Out front is the Imperial Priestess, blessed among us, who speaks only through the songs. Naturally. And even then, cryptically. Behind her is Inverted Crucifox and Search & Destroy, on guitars, Jaytanic Ritual on bass and (the) River Styx on – you guessed it – drums. (What do you mean those names aren’t real? How very dare you! I’ll have you know their individual pedigrees include the likes of Frenzal Rhomb, Nancy Vandal, The Tenants and, Musk. Yes, Musk. No one accused them of making shit up did they?)

You want to know more don’t you? Admit it. How could you not want to know more? If only to work out whether to run and hide or cry “come to daddy!” to the Sydney quintet. (Meanwhile, if some of you Friday Night Lights fans are wondering if this has anything to do with the late, lamented Crucifictorius, the finest speed metal punk and other bits band ever not to really emerge from the Texan town of Denton, the answer is no, Landry Clarke, or his lesser talented alter ego, Jesse Plemons, have nothing to do with this crew.)

So, even before you get to the music, the name itself is the perfect balance of ridiculous, powerful, brilliant, futuristic, stupid and historical that you want in a rock band’s moniker. Almost too much. Almost.

“One of the reasons the name is so long and specific is to not get confused with other bands,” says band spokesman and principal songwriter, Inverted Crucifox, who for reasons of brevity if nothing else, allows me to call him merely Fox. (Yes, Court Jester fans, as in “you’ll never outfox the Fox”.)

Well, you wouldn’t want someone turning up thinking that you get The Neptunes and wondering ‘where’s Pharrell’ would you? “Though there was a review of us once as the New Power Generation.” Ah, you gotta know, Prince would have loved that.

If it wasn’t already clear, there is so much fun to be had with this album, with this band. Ten years in, five albums to the good, enough mythology to sink a couple of dragons, a dedicated fan base in Germany (“We’re still wondering why that is,” says Fox.) and local support that crosses from hardcore metal to softcore music journalists.

“Metal is a funny tag for us, I think,” says Fox. “I see it, obviously, but if there weren’t so many metal magazines, and people who are akin, into the band, I probably would distance myself from it.”

Metal isn’t what they do, but metal is certainly in the mix. How do you describe a band that has rock, glam, hard rock, metal, garage rock, psychedelia, and pop? Especially that not so secret ingredient, pop. There are riffs galore, but there’s also rhythm and melody, and that’s what may tip some waverers over the line into fandom.

DATA LINES:
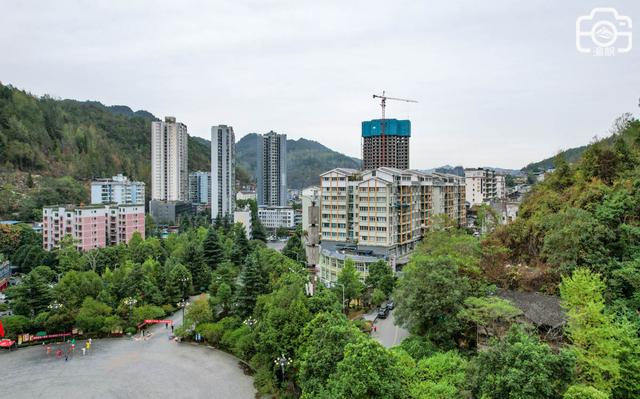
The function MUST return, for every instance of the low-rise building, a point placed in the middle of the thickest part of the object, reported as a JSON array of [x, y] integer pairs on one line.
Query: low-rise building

REQUEST: Pick up the article on the Sydney rock band where it stops and write the next few paragraphs in the same voice. The listing above comes from a separate source and has no connection to the article.

FINAL RESULT:
“That is where we start everything, though we do try to hide it from some of the more hard-core metal enthusiasts: they all start as pop songs. They are very conscious of melody and the classic pop structure, then we add on all the more gnarly bits to that framework,” Fox explains. “One reviewer I talked to the other day described us as the heavy metal Abba. Which I guess is what you’re saying in a way.”

Hmm, heavy metal Abba might be pushing it. Still, they’ve got the tunes, they’ve got the power, and they’ve got rhythm – the kind of things that would be the basis of any half decent band. On top of this basic set is the willingness, the outright enthusiasm to “make show” - as legend has it, the exhortation by a Hamburg bar owner to the young Beatles on their first trip to Germany.

The costuming of The Imperial Priestess, may She live forever, makes a Kylie Minogue concert or a Harry Styles video, look underdone. The flamboyance of Her performance would leave no mini Stonehenge untouched.

And, lest we forget, the final element: humour. Not piss taking out of the audience humour, but a finely honed sense of the ridiculous that balances their love of the form.

“Yeah, yeah, exactly. I’ve been listening to this YouTube podcast by Justin Hawkins from The Darkness, and he said something really interesting about how they get dismissed as a novelty band, or a comedy band, and he doesn’t really take that as an insult because he can see humour in all the music that he likes, from AC/DC to punk music to Queen. If you ignore all traces of humour, you are just left with really, really earnest stuff, and there’s a place for that, but there’s plenty of room for a sense of humour.”

Which may or may not bring us to the monarch of the headdress, the czarina of vocal power, the Imperial Priestess, glory to her future. Serious or not, Fox is wont to say things like “The Imperial Princess is the only one you really need to know” and “the rest of us are in the background; she is the star”. Modesty? Or knowing their place in the world?

“It is kind of an overt attempt to make us look like the band behind James Brown: obviously of a piece, but can you name them all? It doesn’t matter. They’ve got a job to do and that’s to stay in the background.”

On the other hand, even if mere mortal interviewers could get to the undoubted centrepiece and star of the whole experience, the Imperial Priestess, may Her light be undimmed, does not talk, leaving that to these otherwise seemingly anonymous men.

“She speaks in tongues,” Fox says. “Her between song patter is her way of communicating, which is kind of a slight regurgitation of lyrics and some other random thoughts. She is not a traditional presenter or storyteller; she has to be interpreted.”

And who is there to interpret her thoughts for us? Or are we meant to absorb and then decipher their meaning as if we were supplicants of the Oracle at Delphi?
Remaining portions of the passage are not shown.